** start of Entries supplied **
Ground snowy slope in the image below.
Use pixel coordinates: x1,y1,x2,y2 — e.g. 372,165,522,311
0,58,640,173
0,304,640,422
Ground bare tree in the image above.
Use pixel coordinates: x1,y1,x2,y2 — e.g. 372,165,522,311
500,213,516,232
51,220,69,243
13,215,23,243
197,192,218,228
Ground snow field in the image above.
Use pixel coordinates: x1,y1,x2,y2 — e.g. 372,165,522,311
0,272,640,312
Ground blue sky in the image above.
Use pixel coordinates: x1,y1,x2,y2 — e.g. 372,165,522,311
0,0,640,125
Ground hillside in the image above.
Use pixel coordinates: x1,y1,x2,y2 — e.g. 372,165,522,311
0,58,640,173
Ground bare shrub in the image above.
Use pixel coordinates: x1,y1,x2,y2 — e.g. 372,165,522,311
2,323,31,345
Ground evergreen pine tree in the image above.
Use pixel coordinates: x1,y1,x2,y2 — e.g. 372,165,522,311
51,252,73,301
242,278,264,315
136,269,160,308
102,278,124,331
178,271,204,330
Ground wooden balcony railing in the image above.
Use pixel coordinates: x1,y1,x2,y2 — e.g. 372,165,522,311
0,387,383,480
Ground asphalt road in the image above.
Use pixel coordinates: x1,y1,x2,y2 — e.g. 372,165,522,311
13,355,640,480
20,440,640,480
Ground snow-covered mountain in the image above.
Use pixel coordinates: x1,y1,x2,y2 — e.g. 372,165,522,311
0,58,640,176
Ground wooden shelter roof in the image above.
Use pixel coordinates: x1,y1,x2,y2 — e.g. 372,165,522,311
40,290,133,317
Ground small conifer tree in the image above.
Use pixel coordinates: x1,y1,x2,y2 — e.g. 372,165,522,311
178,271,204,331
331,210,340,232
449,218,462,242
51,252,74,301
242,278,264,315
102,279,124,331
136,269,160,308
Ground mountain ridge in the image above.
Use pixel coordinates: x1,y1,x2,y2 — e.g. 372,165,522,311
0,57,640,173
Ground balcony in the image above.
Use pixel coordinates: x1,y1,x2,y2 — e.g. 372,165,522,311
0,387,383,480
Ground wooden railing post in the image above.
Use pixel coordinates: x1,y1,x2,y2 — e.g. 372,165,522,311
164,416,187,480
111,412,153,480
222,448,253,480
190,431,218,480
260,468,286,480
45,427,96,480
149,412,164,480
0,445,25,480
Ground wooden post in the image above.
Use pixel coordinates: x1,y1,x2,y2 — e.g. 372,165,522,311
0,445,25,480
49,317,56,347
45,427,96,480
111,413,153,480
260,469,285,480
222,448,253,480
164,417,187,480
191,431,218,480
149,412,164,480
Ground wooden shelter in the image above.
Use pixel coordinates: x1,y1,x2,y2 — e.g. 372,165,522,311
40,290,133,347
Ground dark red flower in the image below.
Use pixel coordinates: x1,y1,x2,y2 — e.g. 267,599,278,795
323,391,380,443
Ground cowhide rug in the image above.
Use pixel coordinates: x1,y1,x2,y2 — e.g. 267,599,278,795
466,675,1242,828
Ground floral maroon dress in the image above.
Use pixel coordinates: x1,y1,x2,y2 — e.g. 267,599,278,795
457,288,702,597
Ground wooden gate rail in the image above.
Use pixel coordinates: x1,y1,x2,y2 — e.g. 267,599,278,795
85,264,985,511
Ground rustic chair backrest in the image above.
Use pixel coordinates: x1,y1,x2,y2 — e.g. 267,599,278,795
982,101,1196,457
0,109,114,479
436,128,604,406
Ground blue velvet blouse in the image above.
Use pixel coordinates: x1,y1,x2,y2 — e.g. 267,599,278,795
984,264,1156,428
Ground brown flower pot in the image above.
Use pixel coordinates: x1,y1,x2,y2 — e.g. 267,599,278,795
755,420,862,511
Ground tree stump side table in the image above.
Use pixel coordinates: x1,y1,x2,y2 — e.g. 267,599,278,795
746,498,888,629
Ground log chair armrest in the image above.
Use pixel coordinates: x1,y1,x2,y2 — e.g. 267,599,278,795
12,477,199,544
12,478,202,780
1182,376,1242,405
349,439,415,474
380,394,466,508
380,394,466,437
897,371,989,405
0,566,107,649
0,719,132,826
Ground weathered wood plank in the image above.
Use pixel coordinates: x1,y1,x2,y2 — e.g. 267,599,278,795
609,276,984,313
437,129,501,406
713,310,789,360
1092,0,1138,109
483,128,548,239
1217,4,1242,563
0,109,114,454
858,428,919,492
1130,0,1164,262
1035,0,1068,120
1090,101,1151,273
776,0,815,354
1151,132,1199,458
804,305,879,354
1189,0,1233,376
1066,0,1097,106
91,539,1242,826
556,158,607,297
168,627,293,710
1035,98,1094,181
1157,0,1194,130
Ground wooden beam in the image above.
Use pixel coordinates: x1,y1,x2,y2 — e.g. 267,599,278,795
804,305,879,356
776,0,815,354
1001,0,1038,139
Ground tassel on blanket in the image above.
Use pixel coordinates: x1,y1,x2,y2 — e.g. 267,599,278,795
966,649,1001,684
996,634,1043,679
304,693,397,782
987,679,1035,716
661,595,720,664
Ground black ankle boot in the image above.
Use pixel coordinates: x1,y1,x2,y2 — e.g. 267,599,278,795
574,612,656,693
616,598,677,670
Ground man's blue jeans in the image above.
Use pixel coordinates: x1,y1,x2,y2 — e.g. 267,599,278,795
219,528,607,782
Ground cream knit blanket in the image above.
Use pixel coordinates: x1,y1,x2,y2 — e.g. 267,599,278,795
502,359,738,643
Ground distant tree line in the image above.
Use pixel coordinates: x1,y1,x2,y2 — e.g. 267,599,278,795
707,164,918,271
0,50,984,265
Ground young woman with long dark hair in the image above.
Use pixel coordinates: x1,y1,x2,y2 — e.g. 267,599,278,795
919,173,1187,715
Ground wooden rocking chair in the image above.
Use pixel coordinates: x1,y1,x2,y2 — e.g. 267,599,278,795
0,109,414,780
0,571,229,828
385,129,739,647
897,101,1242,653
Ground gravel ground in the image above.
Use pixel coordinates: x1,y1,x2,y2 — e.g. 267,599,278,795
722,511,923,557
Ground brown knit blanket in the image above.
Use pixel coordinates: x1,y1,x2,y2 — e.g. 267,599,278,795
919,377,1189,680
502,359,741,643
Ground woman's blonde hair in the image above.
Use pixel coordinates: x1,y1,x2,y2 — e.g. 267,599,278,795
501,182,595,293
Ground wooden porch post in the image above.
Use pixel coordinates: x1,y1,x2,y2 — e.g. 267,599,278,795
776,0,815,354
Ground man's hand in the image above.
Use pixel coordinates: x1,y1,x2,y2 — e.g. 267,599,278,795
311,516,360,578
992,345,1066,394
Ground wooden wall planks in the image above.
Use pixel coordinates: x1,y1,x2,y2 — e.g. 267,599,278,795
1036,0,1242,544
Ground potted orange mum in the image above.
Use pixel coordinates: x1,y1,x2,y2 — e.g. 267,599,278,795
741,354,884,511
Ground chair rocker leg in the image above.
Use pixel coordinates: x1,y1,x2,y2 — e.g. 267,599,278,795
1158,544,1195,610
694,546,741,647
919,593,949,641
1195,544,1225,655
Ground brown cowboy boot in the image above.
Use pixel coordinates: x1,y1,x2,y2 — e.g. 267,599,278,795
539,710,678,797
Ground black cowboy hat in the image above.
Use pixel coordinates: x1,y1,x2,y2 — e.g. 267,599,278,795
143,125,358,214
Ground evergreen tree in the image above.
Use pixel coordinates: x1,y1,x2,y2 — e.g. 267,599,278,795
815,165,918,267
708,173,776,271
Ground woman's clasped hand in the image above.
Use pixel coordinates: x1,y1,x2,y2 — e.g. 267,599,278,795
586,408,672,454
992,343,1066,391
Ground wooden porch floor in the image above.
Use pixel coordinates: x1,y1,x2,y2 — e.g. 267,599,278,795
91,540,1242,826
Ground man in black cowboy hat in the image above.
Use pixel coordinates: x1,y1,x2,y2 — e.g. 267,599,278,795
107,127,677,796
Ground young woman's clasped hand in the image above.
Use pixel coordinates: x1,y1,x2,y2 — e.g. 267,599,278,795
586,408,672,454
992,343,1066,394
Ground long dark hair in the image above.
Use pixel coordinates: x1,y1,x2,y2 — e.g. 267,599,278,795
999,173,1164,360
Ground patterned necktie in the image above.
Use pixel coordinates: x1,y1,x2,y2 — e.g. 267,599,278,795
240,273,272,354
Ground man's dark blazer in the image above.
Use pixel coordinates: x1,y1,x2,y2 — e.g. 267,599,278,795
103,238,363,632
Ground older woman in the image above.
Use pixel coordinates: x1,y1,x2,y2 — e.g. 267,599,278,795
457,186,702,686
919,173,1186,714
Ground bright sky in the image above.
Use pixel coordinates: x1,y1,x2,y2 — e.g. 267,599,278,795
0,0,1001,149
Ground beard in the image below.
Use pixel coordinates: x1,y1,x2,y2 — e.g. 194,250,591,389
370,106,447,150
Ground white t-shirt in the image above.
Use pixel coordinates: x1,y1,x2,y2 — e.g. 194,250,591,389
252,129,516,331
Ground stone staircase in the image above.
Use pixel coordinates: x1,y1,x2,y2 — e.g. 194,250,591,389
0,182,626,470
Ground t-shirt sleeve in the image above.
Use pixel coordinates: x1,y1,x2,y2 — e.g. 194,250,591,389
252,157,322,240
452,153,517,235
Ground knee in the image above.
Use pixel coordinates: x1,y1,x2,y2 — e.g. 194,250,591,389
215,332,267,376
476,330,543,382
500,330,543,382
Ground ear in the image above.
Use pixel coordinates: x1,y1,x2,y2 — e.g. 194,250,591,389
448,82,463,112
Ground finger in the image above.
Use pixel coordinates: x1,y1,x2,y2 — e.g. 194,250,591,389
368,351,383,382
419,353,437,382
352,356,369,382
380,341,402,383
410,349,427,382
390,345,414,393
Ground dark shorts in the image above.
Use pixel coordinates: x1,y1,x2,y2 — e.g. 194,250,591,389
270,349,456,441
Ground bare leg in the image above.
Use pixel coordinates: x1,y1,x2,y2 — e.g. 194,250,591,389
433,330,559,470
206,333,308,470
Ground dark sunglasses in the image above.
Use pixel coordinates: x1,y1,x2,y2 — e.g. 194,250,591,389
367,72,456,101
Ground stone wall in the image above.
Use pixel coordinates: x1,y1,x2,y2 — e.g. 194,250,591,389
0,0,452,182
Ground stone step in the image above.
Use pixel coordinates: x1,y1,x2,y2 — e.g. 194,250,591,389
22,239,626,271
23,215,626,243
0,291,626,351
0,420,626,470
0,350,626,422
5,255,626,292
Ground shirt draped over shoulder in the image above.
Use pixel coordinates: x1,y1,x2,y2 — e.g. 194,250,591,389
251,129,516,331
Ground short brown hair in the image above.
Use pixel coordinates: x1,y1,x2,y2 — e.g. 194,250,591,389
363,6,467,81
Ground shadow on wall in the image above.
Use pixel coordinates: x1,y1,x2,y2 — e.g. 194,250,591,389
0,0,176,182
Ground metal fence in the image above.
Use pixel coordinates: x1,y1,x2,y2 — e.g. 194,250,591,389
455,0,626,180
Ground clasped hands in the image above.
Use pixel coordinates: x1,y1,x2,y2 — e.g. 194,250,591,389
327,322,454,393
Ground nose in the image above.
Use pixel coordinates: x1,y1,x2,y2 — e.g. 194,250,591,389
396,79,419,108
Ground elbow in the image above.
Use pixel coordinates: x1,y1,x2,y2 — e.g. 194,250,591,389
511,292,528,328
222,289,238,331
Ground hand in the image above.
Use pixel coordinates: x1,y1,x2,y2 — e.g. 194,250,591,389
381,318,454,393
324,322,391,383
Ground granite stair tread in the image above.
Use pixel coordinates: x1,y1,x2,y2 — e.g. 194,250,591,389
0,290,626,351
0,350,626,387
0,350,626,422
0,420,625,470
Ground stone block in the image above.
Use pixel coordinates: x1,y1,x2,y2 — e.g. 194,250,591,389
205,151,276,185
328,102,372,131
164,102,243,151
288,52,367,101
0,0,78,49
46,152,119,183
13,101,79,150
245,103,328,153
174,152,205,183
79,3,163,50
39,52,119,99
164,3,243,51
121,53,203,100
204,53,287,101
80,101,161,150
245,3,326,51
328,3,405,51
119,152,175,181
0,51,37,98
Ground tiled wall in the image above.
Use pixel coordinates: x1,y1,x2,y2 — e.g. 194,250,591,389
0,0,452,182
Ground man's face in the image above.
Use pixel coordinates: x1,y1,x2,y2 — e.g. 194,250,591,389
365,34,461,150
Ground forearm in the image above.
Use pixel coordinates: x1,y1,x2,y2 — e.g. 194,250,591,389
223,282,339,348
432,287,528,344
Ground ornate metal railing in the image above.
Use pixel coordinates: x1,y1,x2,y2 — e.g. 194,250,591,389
** end of Entries supplied **
# Written instruction
Reproduce the lines above verbatim, starting at the line that contains "Ground bare shrub in the image above." and continuing down through the line that contains "2,323,31,345".

# Answer to the task
Ground bare shrub in the image above.
Use pixel coordinates: x1,y1,x2,y2 — e.g. 372,165,522,311
2,323,31,345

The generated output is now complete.